:: Problem details ::
A verbatim copy of every entry is required.

(Dataset records)
==============================
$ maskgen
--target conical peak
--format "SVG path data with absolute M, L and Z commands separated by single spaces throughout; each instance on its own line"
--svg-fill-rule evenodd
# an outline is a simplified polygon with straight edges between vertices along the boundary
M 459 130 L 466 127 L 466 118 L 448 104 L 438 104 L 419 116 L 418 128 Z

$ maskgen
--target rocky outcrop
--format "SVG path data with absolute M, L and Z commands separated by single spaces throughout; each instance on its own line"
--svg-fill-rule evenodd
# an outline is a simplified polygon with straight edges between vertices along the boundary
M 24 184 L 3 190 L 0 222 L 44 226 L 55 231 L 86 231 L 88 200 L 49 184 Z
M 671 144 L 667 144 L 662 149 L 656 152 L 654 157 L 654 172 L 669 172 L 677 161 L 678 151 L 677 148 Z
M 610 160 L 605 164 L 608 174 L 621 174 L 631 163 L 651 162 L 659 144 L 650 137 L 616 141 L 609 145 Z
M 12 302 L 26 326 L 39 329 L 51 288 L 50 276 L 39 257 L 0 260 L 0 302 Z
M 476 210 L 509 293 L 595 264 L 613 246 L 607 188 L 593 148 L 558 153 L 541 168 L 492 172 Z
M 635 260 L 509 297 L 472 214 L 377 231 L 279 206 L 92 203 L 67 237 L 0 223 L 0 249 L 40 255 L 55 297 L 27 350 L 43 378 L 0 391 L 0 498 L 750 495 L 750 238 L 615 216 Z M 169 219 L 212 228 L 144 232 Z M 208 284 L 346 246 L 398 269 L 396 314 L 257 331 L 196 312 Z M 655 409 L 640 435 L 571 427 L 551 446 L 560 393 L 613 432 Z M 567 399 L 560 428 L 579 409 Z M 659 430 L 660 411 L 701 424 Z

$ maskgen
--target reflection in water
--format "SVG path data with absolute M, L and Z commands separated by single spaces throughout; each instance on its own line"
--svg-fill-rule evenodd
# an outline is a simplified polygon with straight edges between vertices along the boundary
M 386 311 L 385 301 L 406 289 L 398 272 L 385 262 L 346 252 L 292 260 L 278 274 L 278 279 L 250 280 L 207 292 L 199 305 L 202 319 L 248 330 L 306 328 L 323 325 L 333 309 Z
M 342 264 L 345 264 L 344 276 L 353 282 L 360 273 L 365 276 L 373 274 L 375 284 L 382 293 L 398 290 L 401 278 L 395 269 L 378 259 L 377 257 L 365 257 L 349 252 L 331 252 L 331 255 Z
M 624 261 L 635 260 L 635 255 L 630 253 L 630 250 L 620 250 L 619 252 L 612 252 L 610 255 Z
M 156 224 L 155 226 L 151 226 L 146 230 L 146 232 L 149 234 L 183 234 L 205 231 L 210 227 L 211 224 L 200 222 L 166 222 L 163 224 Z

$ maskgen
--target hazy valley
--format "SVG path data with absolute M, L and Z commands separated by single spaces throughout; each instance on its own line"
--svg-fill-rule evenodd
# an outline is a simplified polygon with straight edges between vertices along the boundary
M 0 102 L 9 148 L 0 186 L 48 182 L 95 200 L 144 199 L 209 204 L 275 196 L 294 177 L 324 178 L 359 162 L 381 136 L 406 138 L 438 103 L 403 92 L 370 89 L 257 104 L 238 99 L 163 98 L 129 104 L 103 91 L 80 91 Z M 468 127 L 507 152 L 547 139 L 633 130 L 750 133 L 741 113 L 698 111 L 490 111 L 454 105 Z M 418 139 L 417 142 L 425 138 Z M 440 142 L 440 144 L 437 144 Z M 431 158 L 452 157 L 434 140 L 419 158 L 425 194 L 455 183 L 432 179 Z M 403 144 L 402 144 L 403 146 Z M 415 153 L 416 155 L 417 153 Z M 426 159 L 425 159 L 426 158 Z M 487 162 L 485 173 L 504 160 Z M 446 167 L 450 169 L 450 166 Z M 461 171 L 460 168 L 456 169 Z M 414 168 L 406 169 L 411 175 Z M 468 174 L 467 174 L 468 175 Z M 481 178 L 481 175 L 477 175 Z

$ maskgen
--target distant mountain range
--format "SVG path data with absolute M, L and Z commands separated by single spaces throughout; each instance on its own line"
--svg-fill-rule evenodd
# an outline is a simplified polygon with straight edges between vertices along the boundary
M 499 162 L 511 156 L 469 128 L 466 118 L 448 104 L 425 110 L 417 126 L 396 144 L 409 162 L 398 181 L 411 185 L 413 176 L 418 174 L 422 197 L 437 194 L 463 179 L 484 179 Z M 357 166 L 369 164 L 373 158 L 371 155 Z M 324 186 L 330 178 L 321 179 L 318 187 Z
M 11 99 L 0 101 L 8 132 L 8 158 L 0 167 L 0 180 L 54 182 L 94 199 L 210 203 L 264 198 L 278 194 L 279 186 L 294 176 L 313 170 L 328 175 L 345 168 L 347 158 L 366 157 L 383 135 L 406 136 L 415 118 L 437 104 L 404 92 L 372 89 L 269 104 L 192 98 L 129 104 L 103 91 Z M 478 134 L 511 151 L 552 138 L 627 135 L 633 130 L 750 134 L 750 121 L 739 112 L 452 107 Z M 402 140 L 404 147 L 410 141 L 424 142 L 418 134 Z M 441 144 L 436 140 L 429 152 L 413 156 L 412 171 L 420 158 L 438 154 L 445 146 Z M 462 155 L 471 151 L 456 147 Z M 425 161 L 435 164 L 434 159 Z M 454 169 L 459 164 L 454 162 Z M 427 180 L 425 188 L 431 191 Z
==============================
:: Answer to this exercise ::
$ maskgen
--target conical peak
--format "SVG path data with absolute M, L and Z commands separated by single spaces throughout; each instance on its own line"
--svg-fill-rule evenodd
# an outline is a simplified polygon with straight edges between vertices along the boundary
M 459 130 L 466 127 L 466 118 L 448 104 L 438 104 L 419 116 L 418 128 Z

$ maskgen
--target rocky outcrop
--format "SVG path data with absolute M, L and Z commands separated by single spaces throughout; each instance on its own line"
--svg-fill-rule evenodd
# an outline is a simplified polygon with straight edges between vertices along the boundary
M 24 184 L 3 190 L 0 222 L 44 226 L 55 231 L 86 231 L 88 200 L 49 184 Z
M 671 144 L 667 144 L 662 149 L 656 152 L 654 157 L 654 172 L 669 172 L 677 161 L 678 151 L 677 148 Z
M 610 160 L 605 164 L 608 174 L 621 174 L 631 163 L 651 162 L 659 144 L 650 137 L 616 141 L 609 145 Z
M 12 302 L 26 326 L 39 329 L 51 288 L 50 276 L 39 257 L 0 260 L 0 302 Z
M 476 210 L 509 293 L 595 264 L 613 246 L 607 188 L 593 148 L 558 153 L 541 168 L 492 172 Z
M 635 260 L 509 297 L 472 214 L 377 231 L 279 206 L 92 203 L 67 237 L 0 223 L 0 249 L 40 255 L 55 297 L 27 350 L 43 378 L 0 391 L 0 498 L 750 495 L 750 238 L 615 216 Z M 169 219 L 212 228 L 144 232 Z M 208 284 L 346 246 L 398 269 L 396 314 L 257 331 L 196 312 Z M 655 409 L 640 435 L 571 427 L 551 446 L 560 393 L 613 432 Z M 567 399 L 560 428 L 579 409 Z M 659 430 L 660 411 L 701 424 Z

$ maskgen
--target reflection in water
--format "SVG path data with absolute M, L and Z commands separated by single spaces throughout; each instance on its own line"
--svg-fill-rule evenodd
# an outline is a simplified polygon with straight edges between vertices along the boundary
M 386 311 L 385 301 L 406 289 L 398 272 L 385 262 L 346 252 L 292 260 L 278 274 L 278 279 L 250 280 L 207 292 L 199 305 L 202 319 L 248 330 L 306 328 L 323 325 L 333 309 Z
M 342 264 L 345 264 L 344 276 L 353 282 L 360 273 L 365 276 L 373 274 L 375 284 L 382 293 L 398 290 L 401 278 L 395 269 L 378 259 L 377 257 L 365 257 L 349 252 L 331 252 L 331 255 Z
M 624 261 L 635 260 L 635 255 L 630 253 L 630 250 L 620 250 L 619 252 L 612 252 L 610 255 Z
M 156 224 L 155 226 L 151 226 L 146 230 L 146 232 L 149 234 L 183 234 L 205 231 L 210 227 L 211 224 L 200 222 L 166 222 L 163 224 Z

$ maskgen
--target hazy valley
--format "SVG path data with absolute M, L and Z commands separated by single spaces throughout; each instance on its own line"
--svg-fill-rule evenodd
# an outline is a simplified polygon with straight edges between vertices along the boundary
M 0 102 L 9 148 L 0 186 L 48 182 L 95 200 L 144 199 L 209 204 L 275 196 L 294 177 L 324 178 L 359 162 L 381 136 L 406 138 L 438 103 L 403 92 L 370 89 L 257 104 L 238 99 L 163 98 L 129 104 L 103 91 L 80 91 Z M 468 127 L 507 152 L 547 139 L 633 130 L 750 133 L 741 113 L 698 111 L 490 111 L 454 105 Z M 418 139 L 417 142 L 425 138 Z M 440 142 L 440 144 L 437 144 Z M 431 158 L 452 157 L 434 140 L 419 158 L 425 194 L 455 183 L 432 179 Z M 403 144 L 402 144 L 403 146 Z M 415 153 L 416 155 L 417 153 Z M 426 159 L 425 159 L 426 158 Z M 487 162 L 485 173 L 504 160 Z M 446 167 L 450 169 L 450 166 Z M 461 171 L 460 168 L 456 169 Z M 414 168 L 406 169 L 411 175 Z M 468 174 L 467 174 L 468 175 Z M 481 178 L 481 175 L 477 175 Z

$ maskgen
--target distant mountain range
--format "SVG path data with absolute M, L and Z commands separated by single spaces throughout; each instance on its own line"
--svg-fill-rule evenodd
# an outline is a simplified polygon with straight edges between vertices along the boundary
M 499 162 L 511 156 L 469 128 L 466 118 L 448 104 L 425 110 L 417 126 L 396 144 L 409 162 L 398 181 L 411 185 L 413 176 L 418 174 L 422 197 L 437 194 L 463 179 L 484 179 Z M 357 166 L 369 164 L 373 158 L 371 155 Z M 324 186 L 330 178 L 321 179 L 318 187 Z
M 11 99 L 0 101 L 8 132 L 8 158 L 0 167 L 0 180 L 54 182 L 94 199 L 210 203 L 264 198 L 278 194 L 279 186 L 294 176 L 313 170 L 328 175 L 345 168 L 347 158 L 366 157 L 383 135 L 406 136 L 415 118 L 437 104 L 404 92 L 372 89 L 269 104 L 192 98 L 129 104 L 103 91 Z M 478 134 L 511 151 L 552 138 L 627 135 L 633 130 L 750 134 L 750 121 L 739 112 L 452 107 Z M 402 140 L 404 147 L 410 141 L 424 142 L 418 134 Z M 441 144 L 436 140 L 429 152 L 413 156 L 412 171 L 420 158 L 438 154 L 445 146 Z M 462 155 L 471 151 L 456 147 Z M 425 161 L 435 164 L 434 159 Z M 454 169 L 459 164 L 454 162 Z M 427 180 L 425 188 L 431 191 Z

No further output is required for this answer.